ИСХОДНЫЙ ДОКУМЕНТ ▸
======

Другой пример. Повторяя про себя: “На свете счастья нет, но есть покой и воля”, не следует думать, что Пушкин не бывал счастлив. “И руку на главу мне тихо наложив, / Шептала ты: скажи, ты любишь, ты счастлив? / Другую, как меня, скажи, любить не будешь? / Ты никогда, мой друг, меня не позабудешь?..”
Конечно же, был счастлив. И когда любил, и когда писал стихи…
А вот что бывает действительно увлекательно — так это внезапно промелькнувшая догадка, позволяющая по-другому взглянуть на некоторые мировоззренческие установки поэта, увидеть их скрытые, интимные пружины.
— Например?
— Например, меня всегда удивляли “имперские”, как сказали бы мы сегодня, политические мотивы в лирике Тютчева. Ну зачем ему так хотелось, чтобы Россия прорвалась на Босфор и Дарданеллы, завоевала Константинополь? И вдруг я обратил внимание на то, что, в отличие от Вяземского, Пушкина, Фета, у Тютчева нет стихов о зиме. Есть одно, но слабое для него, проходное, лишенное тютчевского своеобразия и глубины стихотворение: “Чародейкою Зимою околдован, лес стоит”. То ли дело — весенняя гроза, летняя радуга. “Какое лето, что за лето!”, “Лазурный сонм женевских вод”, “полдень знойный”, “первоначальная осень”, даже “осенняя поздняя пора”… Он, столько лет проживший в Германии и Италии, изнеженный декабрьских “поздних роз дыханьем”, боялся зимы, страдал от холодов. Он и декабристов порицал за непомерную заносчивость и самонадеянность: они пытались своей “кровью скудной” “вечный полюс растопить”. Не потому ли его так манили проливы, выход в Средиземное море? Женевское озеро прочно занято, “прозрачный Генуи залив” — тоже, а вот Босфор и Дарданеллы, опекаемые турками, — почему бы их и не захватить?
Позволю себе шутку, скажу по секрету: побывав на турецких средиземноморских пляжах, я лучше стал Тютчева понимать. А уж как он отнесся бы к потере Крыма, и говорить не приходится!
У меня и стихи есть об этом: “Когда страна из наших рук / Большая выскользнула вдруг / И разлетелась на куски, / Рыдал державинский басок / И проходил наискосок / Шрам через пушкинский висок / И вниз, вдоль тютчевской щеки…”
— Интересно… Откройтесь: как к вам приходит стихотворение, с чего начинается — с мысли или со смутного звука?

======

ПОКАЗАННЫЕ СТРОКИ ▸
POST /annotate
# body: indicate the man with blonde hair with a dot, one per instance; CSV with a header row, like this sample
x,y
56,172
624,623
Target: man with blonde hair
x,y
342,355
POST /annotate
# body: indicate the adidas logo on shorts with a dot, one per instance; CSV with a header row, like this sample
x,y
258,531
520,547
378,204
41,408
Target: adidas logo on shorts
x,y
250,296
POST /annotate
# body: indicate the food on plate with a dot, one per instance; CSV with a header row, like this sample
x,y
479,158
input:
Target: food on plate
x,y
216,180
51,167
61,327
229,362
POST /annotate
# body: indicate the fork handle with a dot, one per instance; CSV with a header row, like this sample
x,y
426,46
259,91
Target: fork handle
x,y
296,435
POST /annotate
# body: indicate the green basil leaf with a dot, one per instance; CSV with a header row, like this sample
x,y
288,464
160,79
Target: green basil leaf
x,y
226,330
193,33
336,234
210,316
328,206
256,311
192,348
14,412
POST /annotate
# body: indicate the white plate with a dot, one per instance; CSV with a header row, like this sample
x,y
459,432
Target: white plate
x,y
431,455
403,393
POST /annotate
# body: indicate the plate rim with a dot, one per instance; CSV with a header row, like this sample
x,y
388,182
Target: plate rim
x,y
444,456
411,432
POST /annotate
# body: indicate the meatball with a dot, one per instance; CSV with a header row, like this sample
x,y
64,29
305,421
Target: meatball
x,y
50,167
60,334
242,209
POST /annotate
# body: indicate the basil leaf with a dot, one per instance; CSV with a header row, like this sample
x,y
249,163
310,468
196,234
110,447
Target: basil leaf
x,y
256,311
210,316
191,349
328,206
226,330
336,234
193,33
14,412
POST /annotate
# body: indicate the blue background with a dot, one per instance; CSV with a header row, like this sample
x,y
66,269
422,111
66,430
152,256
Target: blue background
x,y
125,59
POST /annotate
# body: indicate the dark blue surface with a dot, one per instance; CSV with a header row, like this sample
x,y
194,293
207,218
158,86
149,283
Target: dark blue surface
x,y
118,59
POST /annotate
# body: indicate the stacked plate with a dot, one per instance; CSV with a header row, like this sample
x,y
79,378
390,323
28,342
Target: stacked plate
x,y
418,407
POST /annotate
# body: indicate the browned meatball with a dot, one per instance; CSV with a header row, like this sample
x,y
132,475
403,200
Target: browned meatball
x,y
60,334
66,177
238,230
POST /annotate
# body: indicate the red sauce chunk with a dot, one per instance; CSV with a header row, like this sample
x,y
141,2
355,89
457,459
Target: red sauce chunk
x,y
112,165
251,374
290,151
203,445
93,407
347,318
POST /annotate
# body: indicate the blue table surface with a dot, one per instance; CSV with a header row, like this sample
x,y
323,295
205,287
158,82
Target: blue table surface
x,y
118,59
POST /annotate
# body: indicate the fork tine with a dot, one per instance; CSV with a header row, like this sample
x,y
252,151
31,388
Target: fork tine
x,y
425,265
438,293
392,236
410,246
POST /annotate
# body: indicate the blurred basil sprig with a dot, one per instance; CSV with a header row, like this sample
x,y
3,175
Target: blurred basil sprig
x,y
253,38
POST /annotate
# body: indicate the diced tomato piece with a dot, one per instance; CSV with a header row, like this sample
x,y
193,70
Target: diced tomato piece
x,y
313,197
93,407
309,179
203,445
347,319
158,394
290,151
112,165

======

ЦЕЛЬ ЗАДАНИЯ ▸ Перепишите фрагмент исходного документа между словами "Конечно же, был" и "скрытые, интимные пружины." включительно, заменив "догадка" на "мысль".

РЕШЕНИЕ ▸
Конечно же, был счастлив. И когда любил, и когда писал стихи…
А вот что бывает действительно увлекательно — так это внезапно промелькнувшая мысль, позволяющая по-другому взглянуть на некоторые мировоззренческие установки поэта, увидеть их скрытые, интимные пружины.